_What is required_
Please set down all the lines beneath this one exactly, without the pictures.

-- start Data listing --

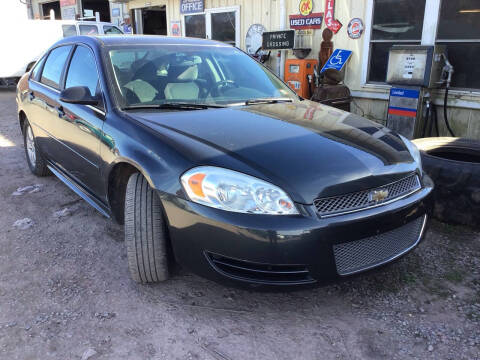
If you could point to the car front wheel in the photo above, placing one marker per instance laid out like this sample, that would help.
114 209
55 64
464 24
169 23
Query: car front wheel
35 160
145 232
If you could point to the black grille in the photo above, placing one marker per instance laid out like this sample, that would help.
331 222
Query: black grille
337 205
258 272
355 256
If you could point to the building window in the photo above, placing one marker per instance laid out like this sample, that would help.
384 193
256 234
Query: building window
459 30
195 26
221 24
394 22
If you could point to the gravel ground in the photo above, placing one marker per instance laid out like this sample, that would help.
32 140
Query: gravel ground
65 292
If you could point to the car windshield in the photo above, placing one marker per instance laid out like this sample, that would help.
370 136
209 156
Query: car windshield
207 75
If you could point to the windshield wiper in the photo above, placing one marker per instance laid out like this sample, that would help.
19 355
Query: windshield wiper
267 101
173 106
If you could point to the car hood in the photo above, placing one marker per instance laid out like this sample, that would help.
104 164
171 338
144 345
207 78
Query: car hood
308 149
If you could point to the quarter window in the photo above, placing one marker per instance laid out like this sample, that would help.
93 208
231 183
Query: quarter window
394 22
111 30
52 71
83 70
37 68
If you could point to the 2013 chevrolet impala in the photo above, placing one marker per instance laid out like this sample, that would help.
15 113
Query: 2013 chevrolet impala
211 161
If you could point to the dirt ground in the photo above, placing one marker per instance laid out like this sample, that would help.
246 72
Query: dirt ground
65 292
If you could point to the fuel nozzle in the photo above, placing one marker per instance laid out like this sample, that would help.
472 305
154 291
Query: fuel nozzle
447 71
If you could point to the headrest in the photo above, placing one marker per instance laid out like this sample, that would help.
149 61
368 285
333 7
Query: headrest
190 74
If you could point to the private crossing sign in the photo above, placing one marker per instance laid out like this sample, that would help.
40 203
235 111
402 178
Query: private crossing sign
337 60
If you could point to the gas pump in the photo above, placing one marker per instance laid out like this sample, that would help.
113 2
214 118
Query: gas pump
299 75
413 71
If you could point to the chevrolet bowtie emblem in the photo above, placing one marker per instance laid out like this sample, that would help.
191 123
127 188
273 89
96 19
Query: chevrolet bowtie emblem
377 195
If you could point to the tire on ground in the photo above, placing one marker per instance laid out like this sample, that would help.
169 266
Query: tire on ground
39 166
454 166
145 232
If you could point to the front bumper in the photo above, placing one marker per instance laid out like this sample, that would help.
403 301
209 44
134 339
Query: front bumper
291 250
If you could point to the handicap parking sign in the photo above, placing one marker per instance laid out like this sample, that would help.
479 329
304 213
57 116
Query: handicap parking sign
337 60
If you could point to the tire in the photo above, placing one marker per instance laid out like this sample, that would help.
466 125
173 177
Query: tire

-- end Data listing --

_Task result_
If you could point to the car front wheel in the photo above, placing one marker per instance laid out like this sample, that would help.
114 209
55 64
464 24
169 23
Query: car front wheel
35 160
145 232
If you could point to the black grille in the photo above, placing one marker per instance laid out like this sample, that would help.
331 222
Query: black grille
337 205
258 272
355 256
If you could point to the building window in the photo above, placing one marker per instance laid out like this sample, that would help.
384 193
256 234
Query: building window
459 30
195 26
221 24
394 22
If you could point to the gravel ground in the photo above, placing one marker per instance laid out like this sample, that would help.
32 140
Query: gravel ground
65 292
If you could point to the car windshield in the photo above, placing one marker per instance laid out like this sample, that would help.
370 136
209 156
Query: car windshield
207 75
If you could point to the windshield wiper in the photo above, placing one marker per instance laid out like this sample, that would help.
19 355
Query: windshield wiper
267 101
173 106
If you could point to the car hood in the photo above, placing one marker per instance laid out like this sample, that would help.
104 164
171 338
144 345
207 78
Query: car hood
308 149
If you could point to the quarter window in the photo above, placing one marker per instance laid out like this sample, that would help.
93 208
231 183
Query: quarter window
394 22
111 30
52 71
83 70
37 68
If you could point to the 2013 chevrolet impala in the photo above, placing one marker per instance laid out like this sample, that would help.
15 113
Query: 2013 chevrolet impala
211 161
If you could point to the dirt ground in the photo above, placing one marker per instance laid out like this sample, that would help.
246 72
Query: dirt ground
65 292
If you could point to the fuel nozzle in the photo above, placing one marker per instance laid out like this sample, that would help.
472 305
154 291
Query: fuel nozzle
447 71
If you could point to the headrest in the photo above, placing one marker per instance laid out like this sample, that would help.
149 61
368 285
333 7
Query: headrest
190 74
If you could point to the private crossing sign in the photo above, placing one marker per instance laid out like this sample, that would help.
40 203
235 111
402 178
Query: private crossing sign
337 60
If you could point to the gas pump in the photo above, placing one marker per instance laid out like this sample, that would help.
113 2
214 118
Query: gas pump
299 75
413 71
If you could point to the chevrolet bowtie emblem in the photo above, placing one marker per instance laid out like this sample, that would help.
191 123
127 188
273 89
96 19
Query: chevrolet bowtie emblem
377 195
If you could point to the tire on ground in the photo above, placing one marker per instance laid out like this sample, that would help.
169 266
Query: tire on ground
39 166
454 166
145 232
If you could point to the front bumper in the photo above, placing one marker per instance laid out like this sample, that would help.
403 301
209 44
134 339
Query: front bumper
291 250
If you could point to the handicap parking sign in the photo above, placing one marker per instance laid out like this sample, that would help.
479 329
304 213
57 116
Query: handicap parking sign
337 60
If you could point to the tire in the photo above, placing one marker per instance laid out like this sample, that would help.
466 125
173 177
Query: tire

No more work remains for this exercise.